- **REQUIRED WORK**: In the passage on Cornysh's music, who reconstructed the incomplete opening sections of the Stabat mater?

This BBC page holds that the father may have written the works in the Eton Choirbook, since the son was better known for Courtly masques and entertainments--but he was Master of the Children of the Chapel Royal for many years. On this Holy Saturday, however, what I am most interested in is the Stabat Mater, the title of the CD and the last work on the CD:

The Stabat mater is a masterpiece which contains frequent contrasts between ornate and simpler passages: these juxtapositions are something of a speciality of Cornysh's. That this setting is less well-known might be because the opening sections survive incomplete, though these have been magnificently reconstructed by Professor Frank Harrison. In general Cornysh's style is less introverted than that of his greatest contemporary John Browne. Cornysh always seemed to be striving for the most brilliant effect, or the most pathetic tone, a way of thinking which would have made him perfectly suited to the madrigal a hundred years later, and makes him reminiscent of Thomas Weelkes.

Cornysh is also the composer of Woefully Arrayed, performed here by Stile Antico, from their 2012 CD Passion and Resurrection:


Gimell Records even has a vinyl recording of the Tallis Scholars' CD of Cornysh music available--carefully preserved from the 20th century.

An Ancient Homily for Holy Saturday: The Harrowing of Hell


Something strange is happening -- there is a great silence on earth today, a great silence and stillness. The whole earth keeps silence because the King is asleep. The earth trembled and is still because God has fallen asleep in the flesh and he has raised up all who have slept ever since the world began. God has died in the flesh and hell trembles with fear.

He has gone to search for our first parent, as for a lost sheep. Greatly desiring to visit those who live in darkness and in the shadow of death, he has gone to free from sorrow the captives Adam and Eve. The Lord approached them bearing the Cross, the weapon that had won him the victory. At the sight of him Adam, the first man he had created, struck his breast in terror and cried out to everyone: 'My Lord be with you all.' Christ answered him: 'And with your spirit.' He took him by the hand and raised him up, saying: 'Awake, o sleeper, and rise from the dead, and Christ will give you light.'

I am your God, who for your sake have become your son. Out of love for you and your descendants I now by my own authority command all who are held in bondage to come forth, all who are in darkness to be enlightened, all who are sleeping to arise. I order you, O sleeper, to awake. I did not create you to be held a prisoner in Hell. Rise from the dead, for I am the life of the dead. Rise up, work of my hands, you who were created in my image. Rise, let us leave this place, for you are in Me and I in you; together we form one person and cannot be separated.

For your sake I, your God, became your son; I, the Lord, took the form of a slave; I, Whose home is above the heavens, descended to the earth and beneath the earth. For your sake, for the sake of man, I became like a man without help, free among the dead. For the sake of you, who left a garden, I was betrayed to the Jews in a garden, and I was crucified in a garden.

See on My Face the spittle I received in order to restore to you the life I once breathed into you. See there the marks of the blows I received in order to refashion your warped nature in my image. On My back see the marks of the scourging I endured to remove the burden of sin that weighs upon your back. See My hands, nailed firmly to a tree, for you who once wickedly stretched out your hand to a tree.

- **RECORDED DATA**:
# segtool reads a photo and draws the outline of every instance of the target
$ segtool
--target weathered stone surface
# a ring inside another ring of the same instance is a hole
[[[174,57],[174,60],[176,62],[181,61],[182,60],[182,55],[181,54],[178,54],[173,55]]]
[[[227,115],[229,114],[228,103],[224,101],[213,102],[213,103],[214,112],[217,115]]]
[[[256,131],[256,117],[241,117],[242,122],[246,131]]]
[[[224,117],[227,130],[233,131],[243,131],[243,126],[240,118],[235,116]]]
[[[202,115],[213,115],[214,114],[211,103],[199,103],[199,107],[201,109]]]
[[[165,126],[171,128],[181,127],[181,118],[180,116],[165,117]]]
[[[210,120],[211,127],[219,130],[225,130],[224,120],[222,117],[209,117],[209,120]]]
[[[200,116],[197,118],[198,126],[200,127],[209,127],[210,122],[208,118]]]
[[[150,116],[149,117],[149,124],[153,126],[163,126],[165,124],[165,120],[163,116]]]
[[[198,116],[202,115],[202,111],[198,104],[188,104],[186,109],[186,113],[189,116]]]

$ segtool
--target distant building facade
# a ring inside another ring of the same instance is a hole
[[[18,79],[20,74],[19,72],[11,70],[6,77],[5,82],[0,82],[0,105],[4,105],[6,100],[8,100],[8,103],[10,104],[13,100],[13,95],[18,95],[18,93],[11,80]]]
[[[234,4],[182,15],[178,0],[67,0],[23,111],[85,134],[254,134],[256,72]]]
* * *
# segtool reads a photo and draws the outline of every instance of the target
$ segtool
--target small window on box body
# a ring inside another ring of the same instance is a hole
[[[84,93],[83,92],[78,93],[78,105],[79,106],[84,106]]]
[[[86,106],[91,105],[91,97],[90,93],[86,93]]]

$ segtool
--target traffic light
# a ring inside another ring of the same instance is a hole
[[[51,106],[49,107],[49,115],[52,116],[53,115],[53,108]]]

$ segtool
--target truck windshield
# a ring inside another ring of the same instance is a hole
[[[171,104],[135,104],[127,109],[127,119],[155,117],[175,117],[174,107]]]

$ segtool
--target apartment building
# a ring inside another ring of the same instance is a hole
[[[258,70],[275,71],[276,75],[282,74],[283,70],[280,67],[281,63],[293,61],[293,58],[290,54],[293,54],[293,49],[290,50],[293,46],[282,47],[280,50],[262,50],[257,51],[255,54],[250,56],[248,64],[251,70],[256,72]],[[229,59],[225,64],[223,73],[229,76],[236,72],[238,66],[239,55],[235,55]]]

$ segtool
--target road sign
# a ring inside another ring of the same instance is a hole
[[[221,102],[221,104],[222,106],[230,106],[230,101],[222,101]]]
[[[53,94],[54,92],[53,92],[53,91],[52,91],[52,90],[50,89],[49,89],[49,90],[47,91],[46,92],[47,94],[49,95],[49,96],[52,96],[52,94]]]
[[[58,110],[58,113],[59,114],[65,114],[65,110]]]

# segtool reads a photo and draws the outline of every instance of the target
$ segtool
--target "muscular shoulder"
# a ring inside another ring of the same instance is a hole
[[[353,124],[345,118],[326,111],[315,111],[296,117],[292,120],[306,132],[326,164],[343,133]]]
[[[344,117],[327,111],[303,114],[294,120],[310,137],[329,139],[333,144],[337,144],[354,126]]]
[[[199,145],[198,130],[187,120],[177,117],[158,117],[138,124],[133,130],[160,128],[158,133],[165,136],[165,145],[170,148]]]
==
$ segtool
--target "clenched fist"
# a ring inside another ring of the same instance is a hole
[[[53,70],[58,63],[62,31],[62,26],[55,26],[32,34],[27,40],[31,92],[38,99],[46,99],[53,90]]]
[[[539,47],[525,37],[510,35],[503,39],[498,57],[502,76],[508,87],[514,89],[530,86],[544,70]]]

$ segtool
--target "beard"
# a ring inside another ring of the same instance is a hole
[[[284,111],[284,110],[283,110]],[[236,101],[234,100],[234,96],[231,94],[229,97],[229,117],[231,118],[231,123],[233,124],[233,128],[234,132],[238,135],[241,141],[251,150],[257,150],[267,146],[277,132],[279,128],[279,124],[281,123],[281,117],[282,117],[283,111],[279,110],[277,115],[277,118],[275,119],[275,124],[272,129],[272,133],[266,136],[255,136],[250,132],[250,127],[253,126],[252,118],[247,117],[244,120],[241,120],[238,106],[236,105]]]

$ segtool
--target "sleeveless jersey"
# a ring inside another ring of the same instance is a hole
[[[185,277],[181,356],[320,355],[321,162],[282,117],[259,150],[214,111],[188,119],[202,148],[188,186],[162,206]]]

- **TASK RESULT**: Professor Frank Harrison